-------- VORGEGEBENER TEXT --------

Das englische Gesetz Married Women’s Property Act 1870 (33 & 34 Vict. c.93 – deutsch: Eigentumsgesetz für verheiratete Frauen, 1870) – war ein Gesetz des englischen Parlaments, das 1870 den verheirateten Frauen erlaubte, legale Eigentümerinnen ihres Erwerbseinkommens zu sein und Besitz erben zu dürfen.

Hintergrund

Vor 1870 wurde jegliche Geldeinnahme, die eine Frau entweder durch einen Lohn, durch Investment, durch Schenkung oder durch Erbschaft erhielt, automatisch Besitz des Ehemannes, wenn sie die Heirat eingegangen war. Denn durch diese wurde die Identität der Ehefrau auf gesetzliche Weise durch die des Ehemannes absorbiert oder von seiner überdeckt; sie machte beide vor dem Gesetz auf wirksame Weise zu einer Person.

--------

■ AUFGABENSTELLUNG
Setze den Text über das englische Eigentumsgesetz für verheiratete Frauen von 1870 im Anschluss an seinen letzten Satz fort. Die Datensätze stehen in keinem Zusammenhang mit dem Text.

-------- VORLIEGENDE DATENSÄTZE --------

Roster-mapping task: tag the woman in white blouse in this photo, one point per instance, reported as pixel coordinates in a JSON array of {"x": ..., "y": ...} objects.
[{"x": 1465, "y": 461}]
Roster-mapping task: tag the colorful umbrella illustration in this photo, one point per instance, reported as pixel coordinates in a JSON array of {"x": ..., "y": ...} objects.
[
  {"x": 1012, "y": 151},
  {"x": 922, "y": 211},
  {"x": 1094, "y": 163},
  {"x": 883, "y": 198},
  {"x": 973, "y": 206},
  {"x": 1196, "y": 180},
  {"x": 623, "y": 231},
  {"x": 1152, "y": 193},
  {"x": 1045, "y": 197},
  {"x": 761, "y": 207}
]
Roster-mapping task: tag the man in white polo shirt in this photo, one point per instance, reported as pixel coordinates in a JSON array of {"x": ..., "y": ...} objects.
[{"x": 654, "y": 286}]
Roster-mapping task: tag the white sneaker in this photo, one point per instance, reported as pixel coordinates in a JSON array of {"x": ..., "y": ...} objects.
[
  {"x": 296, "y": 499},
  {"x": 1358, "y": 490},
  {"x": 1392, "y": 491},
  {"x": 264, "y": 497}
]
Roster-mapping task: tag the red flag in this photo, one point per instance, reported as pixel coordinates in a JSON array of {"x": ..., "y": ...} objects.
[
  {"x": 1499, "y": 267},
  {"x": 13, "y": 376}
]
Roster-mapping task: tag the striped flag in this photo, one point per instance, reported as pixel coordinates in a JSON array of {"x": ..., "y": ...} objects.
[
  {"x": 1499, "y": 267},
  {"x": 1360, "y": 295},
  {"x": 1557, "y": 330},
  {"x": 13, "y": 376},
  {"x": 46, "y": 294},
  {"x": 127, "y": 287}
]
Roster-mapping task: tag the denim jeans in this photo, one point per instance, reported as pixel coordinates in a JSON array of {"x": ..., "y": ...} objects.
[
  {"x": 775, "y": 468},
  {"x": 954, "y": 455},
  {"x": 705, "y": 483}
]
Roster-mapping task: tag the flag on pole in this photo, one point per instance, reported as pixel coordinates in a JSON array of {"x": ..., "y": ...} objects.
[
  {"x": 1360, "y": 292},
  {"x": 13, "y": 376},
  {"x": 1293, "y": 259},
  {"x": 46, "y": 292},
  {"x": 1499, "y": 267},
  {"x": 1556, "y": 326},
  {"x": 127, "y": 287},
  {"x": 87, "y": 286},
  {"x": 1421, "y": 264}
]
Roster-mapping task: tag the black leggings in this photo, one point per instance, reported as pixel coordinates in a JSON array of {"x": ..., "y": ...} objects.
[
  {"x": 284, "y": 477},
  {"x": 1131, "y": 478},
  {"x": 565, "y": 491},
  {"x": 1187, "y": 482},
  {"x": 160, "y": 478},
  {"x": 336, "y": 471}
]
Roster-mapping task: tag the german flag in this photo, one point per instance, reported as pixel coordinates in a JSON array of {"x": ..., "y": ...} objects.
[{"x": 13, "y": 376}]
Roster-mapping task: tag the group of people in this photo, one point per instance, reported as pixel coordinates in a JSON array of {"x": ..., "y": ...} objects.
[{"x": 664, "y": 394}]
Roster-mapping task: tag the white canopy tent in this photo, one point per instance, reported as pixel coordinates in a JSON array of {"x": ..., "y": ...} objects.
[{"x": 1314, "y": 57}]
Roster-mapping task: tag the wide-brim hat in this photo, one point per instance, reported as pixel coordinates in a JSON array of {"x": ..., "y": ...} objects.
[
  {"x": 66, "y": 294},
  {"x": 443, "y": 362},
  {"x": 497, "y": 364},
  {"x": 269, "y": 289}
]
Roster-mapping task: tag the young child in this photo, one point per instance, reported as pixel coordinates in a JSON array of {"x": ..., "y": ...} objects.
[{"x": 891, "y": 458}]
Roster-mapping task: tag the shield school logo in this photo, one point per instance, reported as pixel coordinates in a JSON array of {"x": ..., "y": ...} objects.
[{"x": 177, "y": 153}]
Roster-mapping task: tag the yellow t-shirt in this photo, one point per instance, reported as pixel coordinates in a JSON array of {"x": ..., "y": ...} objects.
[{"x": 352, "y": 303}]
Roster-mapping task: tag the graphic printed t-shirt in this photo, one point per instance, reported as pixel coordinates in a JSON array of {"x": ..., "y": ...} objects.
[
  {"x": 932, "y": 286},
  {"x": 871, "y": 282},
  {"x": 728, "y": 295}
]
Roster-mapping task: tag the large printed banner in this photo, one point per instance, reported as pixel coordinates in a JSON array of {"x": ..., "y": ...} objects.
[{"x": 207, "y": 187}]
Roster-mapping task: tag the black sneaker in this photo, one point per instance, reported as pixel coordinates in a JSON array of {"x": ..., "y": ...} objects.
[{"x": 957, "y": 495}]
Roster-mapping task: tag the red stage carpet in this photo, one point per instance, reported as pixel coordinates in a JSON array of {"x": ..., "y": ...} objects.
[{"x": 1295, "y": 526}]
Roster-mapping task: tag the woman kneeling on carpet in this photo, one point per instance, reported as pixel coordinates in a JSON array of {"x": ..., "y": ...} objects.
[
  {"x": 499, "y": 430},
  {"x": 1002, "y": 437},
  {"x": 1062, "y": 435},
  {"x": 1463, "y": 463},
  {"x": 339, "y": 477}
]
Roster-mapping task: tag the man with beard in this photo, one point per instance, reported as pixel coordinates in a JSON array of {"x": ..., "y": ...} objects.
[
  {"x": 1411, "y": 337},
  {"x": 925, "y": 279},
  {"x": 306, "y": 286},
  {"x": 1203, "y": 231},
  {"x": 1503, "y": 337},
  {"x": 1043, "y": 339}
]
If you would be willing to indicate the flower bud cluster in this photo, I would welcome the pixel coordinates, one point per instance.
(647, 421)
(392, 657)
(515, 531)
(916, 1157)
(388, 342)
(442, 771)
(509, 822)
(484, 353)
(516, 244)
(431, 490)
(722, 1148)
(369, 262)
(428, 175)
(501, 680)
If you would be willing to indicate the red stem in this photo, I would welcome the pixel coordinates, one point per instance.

--------

■ ERGEBNIS DER AUFGABE
Wenn eine Frau verheiratet war, hatte sie keinen Anspruch auf ihren Besitz, da der Ehemann die volle Kontrolle darüber hatte und mit ihm tun konnte, was immer er wollte: „Thus, a woman, on marrying, relinquished her personal property — moveable property such as money, stocks, furniture, and livestock--- to her husband’s ownership; by law he was permitted to dispose of it at will at any time in the marriage and could even will it away at death“. (deutsch: Auf diese Weise übertrug eine Frau durch die Heirat ihren persönlichen Besitz – beweglichen Besitz wie Geld, Lagerbestände und Anlagen, Möbel und Vieh – in das Eigentum des Mannes; durch Gesetz war es ihm erlaubt, nach seinem Willen zu jeder Zeit innerhalb der Ehe darüber zu verfügen, und er konnte es bei seinem Tod durch Verfügung weggeben.)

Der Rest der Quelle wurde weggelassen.